EXERCISE: Copy out the material below word for word, keeping every line unchanged.

PROVIDED DATA:
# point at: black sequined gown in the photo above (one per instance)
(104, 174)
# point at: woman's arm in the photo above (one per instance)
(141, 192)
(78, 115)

THE OUTPUT:
# point at: black sequined gown in the photo above (one per instance)
(104, 174)
# point at: woman's arm in the photo above (one per instance)
(141, 192)
(78, 115)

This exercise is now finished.